**WHAT IS EXPECTED**
Please carry on the passage about Thomas Gold below, starting right after its last sentence.

**SELECTED PASSAGE**
Thomas Gold is probably one of the most famous scientist of our time but doesn't get all the credit he deserves.

Our world is swimming in oil in pretty much every location and he has proven it - but his work is usually censored. And we all know why. Wired had this article about his new work a while back, read it. ^

Thomas Gold (born 1920 May 22) is an American astrophysicist and a member of the US National Academy of Sciences.




Astrophysics
Gold is a researcher in cosmology and magnetic fields, and coined the term "magnetosphere" for the Earth's magnetic fields. Soon after the discovery of pulsars in 1968, he correctly identified these objects as rapidly rotating neutron stars with strong magnetic fields.

For a number of years Gold promoted the idea that many portions of the surface of the Moon were likely to be covered with a thick layer of dust. His opinion influenced the design of the American Surveyor lunar landing probes, but their precautions turned out to be unnecessary, as Gold had overestimated the extent to which cyclic thermal expansion and contraction would pulverise lunar surface rock.


Origins of petroleum
Most recently, Gold is famous for his 1992 paper "The deep hot biosphere" in the Proceedings of the National Academy of Sciences, which presented a controversial theory of the origin of oil and gas deposits. Gold believes that crude oil deposits are caused by natural gas flows which feed bacteria living at extreme depths under the surface of the Earth. He also published a book of the same title in 1999, which expanded on the arguments in his 1992 paper and included speculations on the origin of life.

**EXERCISE DATA**
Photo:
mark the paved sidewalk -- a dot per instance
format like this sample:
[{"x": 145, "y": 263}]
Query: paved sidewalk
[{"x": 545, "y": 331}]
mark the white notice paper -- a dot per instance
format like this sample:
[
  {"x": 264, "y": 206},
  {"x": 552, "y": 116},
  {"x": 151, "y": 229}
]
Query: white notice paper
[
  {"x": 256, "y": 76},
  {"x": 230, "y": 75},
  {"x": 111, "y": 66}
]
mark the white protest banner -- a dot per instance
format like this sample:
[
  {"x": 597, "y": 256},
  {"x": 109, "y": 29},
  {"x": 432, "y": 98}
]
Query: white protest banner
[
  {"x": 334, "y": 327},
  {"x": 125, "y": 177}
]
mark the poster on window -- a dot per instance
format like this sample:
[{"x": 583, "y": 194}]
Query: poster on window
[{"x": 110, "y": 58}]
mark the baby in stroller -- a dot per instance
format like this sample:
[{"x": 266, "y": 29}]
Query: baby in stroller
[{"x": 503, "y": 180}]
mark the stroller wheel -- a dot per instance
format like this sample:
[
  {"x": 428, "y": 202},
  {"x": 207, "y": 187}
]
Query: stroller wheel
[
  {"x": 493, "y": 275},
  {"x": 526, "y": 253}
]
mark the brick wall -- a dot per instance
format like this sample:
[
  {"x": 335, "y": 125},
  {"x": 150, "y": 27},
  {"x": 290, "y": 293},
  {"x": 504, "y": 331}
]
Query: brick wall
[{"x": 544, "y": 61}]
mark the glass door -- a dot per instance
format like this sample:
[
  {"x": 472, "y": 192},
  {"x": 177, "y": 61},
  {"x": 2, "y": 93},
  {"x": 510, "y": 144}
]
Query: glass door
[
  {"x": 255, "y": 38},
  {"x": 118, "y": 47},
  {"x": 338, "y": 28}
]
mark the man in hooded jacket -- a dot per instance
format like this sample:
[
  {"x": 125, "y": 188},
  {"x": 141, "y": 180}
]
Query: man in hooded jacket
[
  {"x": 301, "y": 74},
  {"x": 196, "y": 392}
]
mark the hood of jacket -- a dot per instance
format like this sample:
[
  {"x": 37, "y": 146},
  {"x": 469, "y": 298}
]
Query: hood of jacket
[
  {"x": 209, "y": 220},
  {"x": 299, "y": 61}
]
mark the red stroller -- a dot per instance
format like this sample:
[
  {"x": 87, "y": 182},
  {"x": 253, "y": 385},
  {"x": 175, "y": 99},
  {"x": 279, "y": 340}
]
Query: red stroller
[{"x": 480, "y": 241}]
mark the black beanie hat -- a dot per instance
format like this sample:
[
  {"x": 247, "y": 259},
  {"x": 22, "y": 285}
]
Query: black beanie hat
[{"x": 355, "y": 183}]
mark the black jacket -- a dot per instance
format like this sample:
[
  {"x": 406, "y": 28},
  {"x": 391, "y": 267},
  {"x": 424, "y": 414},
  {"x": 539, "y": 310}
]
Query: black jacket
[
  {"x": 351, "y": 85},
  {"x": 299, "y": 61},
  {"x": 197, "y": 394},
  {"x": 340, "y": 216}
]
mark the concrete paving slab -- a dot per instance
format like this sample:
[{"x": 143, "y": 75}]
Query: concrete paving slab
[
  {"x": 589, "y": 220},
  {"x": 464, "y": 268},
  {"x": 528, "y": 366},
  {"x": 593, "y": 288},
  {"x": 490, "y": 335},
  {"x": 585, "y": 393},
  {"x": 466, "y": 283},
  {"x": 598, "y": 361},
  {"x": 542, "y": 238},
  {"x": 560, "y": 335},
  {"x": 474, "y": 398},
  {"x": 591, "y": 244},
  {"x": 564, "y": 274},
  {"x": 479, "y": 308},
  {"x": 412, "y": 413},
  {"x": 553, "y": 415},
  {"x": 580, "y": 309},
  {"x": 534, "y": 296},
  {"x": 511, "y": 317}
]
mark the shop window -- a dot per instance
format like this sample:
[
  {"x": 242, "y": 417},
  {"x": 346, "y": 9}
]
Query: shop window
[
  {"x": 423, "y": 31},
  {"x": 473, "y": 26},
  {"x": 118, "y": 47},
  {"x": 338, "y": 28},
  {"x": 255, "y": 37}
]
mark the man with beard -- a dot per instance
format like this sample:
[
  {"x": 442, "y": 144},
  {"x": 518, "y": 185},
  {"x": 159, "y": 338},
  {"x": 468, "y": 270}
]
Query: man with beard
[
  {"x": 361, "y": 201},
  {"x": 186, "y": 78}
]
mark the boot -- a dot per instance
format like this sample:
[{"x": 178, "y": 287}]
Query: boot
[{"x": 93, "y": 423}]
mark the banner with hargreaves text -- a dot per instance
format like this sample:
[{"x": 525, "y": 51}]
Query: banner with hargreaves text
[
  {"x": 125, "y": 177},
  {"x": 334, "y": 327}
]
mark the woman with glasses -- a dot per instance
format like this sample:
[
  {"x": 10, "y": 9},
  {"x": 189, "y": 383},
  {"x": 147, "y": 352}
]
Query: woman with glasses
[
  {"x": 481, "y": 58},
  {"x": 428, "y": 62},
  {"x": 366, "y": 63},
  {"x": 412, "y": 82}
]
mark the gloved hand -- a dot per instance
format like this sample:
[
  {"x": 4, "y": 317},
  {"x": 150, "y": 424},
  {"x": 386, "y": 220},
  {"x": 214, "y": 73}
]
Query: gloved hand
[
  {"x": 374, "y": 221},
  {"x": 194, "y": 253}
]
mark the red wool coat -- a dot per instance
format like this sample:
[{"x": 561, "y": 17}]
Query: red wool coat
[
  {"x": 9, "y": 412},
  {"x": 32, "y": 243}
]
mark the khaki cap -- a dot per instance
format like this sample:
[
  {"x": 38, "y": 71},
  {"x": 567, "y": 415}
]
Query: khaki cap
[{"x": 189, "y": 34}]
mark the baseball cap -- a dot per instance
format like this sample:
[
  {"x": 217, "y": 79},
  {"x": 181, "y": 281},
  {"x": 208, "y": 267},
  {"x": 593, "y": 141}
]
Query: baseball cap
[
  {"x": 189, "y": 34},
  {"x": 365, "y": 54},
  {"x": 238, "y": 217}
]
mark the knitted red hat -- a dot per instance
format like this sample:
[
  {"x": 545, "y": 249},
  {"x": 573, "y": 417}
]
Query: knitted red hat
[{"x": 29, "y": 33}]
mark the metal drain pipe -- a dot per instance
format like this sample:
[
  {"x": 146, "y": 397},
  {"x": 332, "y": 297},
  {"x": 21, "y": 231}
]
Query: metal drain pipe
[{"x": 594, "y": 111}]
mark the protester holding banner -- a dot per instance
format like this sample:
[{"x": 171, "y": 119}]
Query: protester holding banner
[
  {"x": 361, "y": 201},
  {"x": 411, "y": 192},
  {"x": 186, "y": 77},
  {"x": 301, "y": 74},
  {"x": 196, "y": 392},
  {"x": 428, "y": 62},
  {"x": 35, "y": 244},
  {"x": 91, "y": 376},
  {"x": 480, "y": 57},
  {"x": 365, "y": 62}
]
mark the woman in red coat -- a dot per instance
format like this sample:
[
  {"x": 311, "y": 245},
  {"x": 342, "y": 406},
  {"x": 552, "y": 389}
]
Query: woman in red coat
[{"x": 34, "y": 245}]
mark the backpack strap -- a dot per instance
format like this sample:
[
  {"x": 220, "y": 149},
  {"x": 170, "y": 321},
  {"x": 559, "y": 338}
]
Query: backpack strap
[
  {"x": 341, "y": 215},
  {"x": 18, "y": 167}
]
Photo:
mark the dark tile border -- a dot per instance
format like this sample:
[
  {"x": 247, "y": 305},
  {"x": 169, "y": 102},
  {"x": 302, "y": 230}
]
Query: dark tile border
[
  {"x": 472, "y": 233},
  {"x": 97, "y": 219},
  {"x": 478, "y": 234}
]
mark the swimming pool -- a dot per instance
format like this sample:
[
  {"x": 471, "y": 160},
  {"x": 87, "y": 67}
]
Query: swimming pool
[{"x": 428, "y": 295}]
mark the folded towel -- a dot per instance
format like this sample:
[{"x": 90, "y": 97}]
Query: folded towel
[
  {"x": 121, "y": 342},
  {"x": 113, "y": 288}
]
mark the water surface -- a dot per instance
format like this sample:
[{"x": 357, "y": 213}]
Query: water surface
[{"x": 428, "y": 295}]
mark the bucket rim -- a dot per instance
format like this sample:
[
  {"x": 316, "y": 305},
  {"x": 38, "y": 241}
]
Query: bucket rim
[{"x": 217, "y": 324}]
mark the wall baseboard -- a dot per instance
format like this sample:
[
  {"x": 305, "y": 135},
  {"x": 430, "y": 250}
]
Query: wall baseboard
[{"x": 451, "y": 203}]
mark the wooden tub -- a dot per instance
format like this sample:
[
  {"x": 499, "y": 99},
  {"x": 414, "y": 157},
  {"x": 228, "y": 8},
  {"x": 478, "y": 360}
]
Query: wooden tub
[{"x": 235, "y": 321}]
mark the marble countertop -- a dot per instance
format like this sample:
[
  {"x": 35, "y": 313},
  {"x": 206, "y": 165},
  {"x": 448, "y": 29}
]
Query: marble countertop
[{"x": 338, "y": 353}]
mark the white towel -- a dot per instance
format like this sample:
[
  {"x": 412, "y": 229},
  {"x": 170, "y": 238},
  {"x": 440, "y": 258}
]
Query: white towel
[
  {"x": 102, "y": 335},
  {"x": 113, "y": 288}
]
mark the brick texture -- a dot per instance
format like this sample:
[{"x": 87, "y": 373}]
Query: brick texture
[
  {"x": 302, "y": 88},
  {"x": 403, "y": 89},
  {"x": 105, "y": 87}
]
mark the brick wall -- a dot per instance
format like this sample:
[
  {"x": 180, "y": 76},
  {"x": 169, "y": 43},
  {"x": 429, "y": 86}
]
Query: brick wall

**OUTPUT**
According to Gold and others, these bacteria account for the presence of biological debris in fossil fuels, obviating the need to resort to a biogenic theory for the origin of the latter. Bacterial action may also explain oddities in the concentration of other mineral deposits.

Most western geologists and petrologists consider petroleum abiogenic theories to be implausible and believe that the biogenic theory of fossil fuel formation adequately explains all observed fossil fuel deposits. Most geologists do recognize that the geologic carbon cycle includes subducted carbon which returns to the surface, with studies showing the carbon does rise in various ways. Gold and geology experts point out the biogenic theories do not explain facts such as helium in oil fields and oil fields being associated with deep geologic features.

However, recent discoveries have shown that bacteria live at depths far greater than previously believed. Whilst this does not prove Gold's theory, it certainly lends support to its arguments. A thermal depolymerization process which is converting animal waste to carbon fuels does show some processes can be done without bacterial action but does not explain details of natural oil deposits such as magnetite production.